* [Prompt]:
Repeat exactly the lines from the line containing "the man's face" through the last line of the records below, inclusive, and nothing else.

* [Stored dataset items]:
---+---

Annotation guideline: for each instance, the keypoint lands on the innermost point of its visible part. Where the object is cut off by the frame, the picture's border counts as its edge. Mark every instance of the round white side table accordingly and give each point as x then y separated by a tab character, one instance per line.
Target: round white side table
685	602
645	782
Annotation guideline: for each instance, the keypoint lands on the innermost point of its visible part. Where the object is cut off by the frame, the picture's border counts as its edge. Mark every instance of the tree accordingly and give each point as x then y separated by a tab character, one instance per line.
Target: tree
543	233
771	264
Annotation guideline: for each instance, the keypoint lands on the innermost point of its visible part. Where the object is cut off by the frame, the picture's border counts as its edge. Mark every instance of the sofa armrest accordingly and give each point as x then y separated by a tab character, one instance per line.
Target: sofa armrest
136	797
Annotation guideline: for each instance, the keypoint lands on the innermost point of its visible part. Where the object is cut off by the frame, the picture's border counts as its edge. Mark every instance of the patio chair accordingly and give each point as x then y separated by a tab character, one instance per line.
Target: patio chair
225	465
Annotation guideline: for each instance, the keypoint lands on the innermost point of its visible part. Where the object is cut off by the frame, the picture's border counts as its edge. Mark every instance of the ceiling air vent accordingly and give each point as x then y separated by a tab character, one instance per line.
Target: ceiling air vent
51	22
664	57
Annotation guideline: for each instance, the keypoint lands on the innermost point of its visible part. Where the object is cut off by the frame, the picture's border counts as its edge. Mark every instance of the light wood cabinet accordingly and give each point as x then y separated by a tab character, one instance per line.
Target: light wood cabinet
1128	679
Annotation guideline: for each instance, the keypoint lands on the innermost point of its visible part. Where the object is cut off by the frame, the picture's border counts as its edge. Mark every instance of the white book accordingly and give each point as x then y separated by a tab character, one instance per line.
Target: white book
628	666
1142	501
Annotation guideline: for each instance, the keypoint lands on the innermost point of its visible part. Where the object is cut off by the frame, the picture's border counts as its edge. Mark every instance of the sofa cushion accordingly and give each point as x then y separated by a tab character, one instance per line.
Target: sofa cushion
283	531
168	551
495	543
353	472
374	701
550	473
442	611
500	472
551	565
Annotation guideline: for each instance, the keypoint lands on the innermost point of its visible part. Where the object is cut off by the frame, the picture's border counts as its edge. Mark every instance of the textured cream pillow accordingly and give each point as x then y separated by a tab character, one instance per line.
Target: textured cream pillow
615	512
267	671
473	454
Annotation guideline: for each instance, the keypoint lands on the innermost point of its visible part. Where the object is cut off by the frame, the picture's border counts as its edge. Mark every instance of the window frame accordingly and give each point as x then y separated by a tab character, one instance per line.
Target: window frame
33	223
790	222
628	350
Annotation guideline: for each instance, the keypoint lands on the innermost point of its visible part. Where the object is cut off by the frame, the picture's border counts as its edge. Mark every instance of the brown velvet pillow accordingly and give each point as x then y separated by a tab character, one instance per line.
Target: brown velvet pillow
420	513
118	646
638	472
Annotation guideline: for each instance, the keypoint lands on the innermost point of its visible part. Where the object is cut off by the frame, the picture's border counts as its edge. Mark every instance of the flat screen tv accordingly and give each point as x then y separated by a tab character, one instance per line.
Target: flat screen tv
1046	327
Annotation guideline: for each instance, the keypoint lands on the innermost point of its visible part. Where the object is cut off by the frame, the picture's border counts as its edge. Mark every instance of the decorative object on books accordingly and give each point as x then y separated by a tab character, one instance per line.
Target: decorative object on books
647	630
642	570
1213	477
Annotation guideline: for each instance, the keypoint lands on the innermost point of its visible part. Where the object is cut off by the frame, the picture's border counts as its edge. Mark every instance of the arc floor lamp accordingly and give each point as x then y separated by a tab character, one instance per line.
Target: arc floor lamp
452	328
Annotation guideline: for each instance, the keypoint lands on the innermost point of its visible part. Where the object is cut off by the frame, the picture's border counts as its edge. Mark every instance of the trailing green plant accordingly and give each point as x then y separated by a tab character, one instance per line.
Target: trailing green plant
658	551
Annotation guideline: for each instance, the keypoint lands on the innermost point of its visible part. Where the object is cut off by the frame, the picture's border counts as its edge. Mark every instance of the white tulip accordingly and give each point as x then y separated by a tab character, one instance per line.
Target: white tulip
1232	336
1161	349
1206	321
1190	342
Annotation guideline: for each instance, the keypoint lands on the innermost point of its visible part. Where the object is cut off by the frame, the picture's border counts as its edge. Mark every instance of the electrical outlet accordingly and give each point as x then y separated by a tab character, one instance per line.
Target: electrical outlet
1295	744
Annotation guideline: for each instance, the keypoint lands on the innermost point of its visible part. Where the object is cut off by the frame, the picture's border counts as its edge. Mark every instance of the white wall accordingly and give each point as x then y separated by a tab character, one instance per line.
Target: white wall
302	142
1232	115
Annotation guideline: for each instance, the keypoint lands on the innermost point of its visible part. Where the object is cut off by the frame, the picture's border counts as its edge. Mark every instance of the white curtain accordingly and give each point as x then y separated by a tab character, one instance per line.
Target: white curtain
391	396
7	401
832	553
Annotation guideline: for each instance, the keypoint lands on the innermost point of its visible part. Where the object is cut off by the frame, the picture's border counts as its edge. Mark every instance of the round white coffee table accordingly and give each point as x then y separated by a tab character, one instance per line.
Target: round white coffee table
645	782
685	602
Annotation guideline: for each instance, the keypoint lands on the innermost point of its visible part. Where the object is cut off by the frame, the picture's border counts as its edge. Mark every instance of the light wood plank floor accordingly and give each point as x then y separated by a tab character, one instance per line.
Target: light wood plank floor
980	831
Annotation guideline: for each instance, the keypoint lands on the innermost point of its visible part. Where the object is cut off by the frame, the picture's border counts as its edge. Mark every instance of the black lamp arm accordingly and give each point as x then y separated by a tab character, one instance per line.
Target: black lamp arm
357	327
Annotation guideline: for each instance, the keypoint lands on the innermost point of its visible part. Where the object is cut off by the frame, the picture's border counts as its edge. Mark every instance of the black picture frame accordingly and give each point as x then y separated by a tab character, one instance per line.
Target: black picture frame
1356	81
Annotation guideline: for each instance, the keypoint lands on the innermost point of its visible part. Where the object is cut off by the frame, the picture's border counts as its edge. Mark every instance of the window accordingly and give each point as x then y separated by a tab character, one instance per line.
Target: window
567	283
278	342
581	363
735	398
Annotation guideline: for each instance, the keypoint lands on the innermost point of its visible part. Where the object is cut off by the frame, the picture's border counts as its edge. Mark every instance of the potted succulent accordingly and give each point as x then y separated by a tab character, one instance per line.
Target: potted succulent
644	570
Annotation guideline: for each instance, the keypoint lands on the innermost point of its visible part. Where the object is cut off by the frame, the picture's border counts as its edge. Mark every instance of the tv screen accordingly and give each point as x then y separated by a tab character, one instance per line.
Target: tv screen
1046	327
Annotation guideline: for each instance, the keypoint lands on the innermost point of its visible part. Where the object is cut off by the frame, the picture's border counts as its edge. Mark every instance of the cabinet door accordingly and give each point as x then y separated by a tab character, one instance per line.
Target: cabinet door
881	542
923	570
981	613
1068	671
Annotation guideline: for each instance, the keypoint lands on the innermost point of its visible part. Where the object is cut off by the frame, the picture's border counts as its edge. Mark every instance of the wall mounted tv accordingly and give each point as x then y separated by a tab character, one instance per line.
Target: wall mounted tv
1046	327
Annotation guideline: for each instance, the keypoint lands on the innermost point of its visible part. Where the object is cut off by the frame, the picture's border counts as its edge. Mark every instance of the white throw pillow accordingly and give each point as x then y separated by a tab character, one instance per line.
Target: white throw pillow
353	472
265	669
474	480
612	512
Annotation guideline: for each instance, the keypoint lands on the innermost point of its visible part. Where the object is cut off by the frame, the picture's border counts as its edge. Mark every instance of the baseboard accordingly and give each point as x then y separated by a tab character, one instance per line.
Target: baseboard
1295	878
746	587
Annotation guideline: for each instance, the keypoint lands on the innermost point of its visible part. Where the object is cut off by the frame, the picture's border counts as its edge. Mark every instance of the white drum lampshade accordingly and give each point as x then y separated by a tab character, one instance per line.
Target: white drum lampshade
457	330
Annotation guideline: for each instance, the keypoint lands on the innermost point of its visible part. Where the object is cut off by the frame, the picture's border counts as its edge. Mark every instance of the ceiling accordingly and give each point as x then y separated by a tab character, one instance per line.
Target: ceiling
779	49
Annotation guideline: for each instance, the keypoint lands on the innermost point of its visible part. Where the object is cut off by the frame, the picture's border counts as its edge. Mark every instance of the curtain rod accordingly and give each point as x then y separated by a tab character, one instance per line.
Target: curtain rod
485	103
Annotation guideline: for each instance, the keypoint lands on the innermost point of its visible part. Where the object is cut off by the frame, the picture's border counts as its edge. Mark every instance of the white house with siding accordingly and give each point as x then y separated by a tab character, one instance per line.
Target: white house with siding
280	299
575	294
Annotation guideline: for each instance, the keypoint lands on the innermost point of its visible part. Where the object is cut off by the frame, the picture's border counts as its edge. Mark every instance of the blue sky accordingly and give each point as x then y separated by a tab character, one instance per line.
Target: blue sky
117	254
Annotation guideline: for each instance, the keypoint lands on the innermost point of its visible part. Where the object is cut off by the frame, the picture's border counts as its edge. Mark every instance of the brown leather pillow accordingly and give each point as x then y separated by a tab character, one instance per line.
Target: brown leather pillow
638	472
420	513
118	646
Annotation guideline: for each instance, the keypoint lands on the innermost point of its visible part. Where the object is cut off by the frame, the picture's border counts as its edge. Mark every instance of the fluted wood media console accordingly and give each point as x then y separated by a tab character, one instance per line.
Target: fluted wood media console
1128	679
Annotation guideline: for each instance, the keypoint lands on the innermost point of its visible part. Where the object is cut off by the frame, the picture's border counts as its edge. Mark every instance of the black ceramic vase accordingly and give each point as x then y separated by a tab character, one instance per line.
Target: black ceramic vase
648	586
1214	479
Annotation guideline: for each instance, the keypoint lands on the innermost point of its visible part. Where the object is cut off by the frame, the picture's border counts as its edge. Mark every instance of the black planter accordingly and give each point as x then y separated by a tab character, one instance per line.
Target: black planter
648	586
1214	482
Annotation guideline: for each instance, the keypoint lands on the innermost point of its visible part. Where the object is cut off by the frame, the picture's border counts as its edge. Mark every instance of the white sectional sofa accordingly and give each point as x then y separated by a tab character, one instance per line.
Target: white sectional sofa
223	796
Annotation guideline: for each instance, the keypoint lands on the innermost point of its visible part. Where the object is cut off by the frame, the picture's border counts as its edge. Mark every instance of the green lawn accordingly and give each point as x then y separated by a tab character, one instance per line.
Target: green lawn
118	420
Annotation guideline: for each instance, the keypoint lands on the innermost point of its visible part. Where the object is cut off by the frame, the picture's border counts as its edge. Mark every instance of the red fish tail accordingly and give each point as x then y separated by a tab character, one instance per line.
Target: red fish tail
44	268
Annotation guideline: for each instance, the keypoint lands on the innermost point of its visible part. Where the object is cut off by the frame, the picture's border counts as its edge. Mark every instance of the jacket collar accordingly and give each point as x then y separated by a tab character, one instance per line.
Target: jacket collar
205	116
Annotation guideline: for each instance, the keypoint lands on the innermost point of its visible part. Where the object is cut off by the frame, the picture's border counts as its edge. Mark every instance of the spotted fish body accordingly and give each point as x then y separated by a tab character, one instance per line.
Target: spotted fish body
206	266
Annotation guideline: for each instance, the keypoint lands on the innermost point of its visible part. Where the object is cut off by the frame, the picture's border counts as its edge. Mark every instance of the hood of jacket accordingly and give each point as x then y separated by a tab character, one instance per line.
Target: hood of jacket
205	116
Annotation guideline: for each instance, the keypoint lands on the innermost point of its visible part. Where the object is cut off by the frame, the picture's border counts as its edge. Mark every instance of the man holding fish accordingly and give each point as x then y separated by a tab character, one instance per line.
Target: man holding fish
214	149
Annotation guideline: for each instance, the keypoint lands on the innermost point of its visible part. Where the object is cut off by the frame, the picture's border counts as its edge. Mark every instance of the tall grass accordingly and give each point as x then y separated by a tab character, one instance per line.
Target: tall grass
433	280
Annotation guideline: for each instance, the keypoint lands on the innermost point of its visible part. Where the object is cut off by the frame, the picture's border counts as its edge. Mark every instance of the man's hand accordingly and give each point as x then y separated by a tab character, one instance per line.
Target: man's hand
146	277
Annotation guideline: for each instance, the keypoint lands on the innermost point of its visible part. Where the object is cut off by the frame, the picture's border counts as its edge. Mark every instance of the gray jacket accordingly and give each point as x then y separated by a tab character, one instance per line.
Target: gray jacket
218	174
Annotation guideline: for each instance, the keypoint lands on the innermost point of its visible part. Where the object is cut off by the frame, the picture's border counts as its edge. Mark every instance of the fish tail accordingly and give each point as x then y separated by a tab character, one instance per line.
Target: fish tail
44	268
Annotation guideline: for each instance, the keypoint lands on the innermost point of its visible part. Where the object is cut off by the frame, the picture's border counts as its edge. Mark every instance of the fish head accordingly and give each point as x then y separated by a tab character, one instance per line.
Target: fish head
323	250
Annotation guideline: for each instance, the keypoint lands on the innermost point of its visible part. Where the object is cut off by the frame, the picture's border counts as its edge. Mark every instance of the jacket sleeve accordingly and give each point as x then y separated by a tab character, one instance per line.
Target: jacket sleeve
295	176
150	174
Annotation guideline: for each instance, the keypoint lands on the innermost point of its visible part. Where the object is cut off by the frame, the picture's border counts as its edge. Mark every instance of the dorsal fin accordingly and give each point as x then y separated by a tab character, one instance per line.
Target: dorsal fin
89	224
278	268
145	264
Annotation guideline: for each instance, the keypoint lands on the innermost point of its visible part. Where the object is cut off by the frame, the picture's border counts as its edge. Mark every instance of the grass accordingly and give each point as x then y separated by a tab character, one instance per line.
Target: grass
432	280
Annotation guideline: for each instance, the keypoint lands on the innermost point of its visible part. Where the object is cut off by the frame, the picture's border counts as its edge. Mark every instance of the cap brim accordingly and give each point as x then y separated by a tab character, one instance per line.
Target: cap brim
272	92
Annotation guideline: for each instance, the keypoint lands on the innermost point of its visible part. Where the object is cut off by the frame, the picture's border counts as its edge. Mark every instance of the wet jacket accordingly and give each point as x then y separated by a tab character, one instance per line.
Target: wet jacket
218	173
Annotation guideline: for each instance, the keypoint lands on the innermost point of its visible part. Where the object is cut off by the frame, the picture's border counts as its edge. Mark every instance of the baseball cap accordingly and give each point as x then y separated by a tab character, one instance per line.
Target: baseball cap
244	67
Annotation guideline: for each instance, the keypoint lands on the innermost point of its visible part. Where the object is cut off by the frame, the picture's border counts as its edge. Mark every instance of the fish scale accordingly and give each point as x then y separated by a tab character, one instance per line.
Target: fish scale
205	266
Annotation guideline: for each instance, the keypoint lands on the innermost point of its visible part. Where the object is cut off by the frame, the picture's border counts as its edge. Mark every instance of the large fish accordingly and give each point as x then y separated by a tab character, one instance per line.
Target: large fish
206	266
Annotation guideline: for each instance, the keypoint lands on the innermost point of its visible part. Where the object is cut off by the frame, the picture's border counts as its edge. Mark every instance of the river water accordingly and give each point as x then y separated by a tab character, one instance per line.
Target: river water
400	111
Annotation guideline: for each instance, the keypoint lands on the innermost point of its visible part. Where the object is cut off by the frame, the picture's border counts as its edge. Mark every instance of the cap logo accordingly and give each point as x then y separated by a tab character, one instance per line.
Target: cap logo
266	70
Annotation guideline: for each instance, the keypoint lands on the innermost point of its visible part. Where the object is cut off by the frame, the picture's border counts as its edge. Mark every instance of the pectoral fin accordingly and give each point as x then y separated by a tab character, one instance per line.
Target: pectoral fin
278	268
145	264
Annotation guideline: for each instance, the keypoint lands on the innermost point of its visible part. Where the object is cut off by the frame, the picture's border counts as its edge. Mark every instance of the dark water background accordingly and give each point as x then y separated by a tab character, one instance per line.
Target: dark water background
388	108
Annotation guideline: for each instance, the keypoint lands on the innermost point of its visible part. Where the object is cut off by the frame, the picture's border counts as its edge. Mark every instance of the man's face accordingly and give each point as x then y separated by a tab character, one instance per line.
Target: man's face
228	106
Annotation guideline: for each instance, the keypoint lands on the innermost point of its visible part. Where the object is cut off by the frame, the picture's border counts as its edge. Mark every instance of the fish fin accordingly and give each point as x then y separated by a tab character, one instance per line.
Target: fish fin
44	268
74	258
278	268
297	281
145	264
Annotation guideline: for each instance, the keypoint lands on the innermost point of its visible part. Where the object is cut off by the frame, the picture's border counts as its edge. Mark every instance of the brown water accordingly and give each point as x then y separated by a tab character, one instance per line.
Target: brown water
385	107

---+---

* [Final result]:
Annotation guideline: for each instance, the keypoint lands on the innermost point of its visible part. Where the object is cut off by the frame, the picture's border counts as its edge. Mark every instance of the man's face accordingly and give each point as x then y separated by a tab character, one instance per line.
Target: man's face
228	106
Annotation guideline: for each instance, the keypoint lands on the innermost point of its visible part. Where the object is cut off by the frame, the picture's border counts as its edge. Mark every instance of the fish fin accordingly and give each point as x then y separated by a tab character, one instance per line.
Target: fish fin
44	268
74	258
278	268
297	281
145	264
Annotation guideline: for each instance, the keypoint lands on the innermost point of its visible part. Where the object is cut off by the frame, the picture's border counts as its edge. Mark every instance of the brown water accordingly and give each point as x then y separated by a tab character, one instance per line.
Target: brown water
385	107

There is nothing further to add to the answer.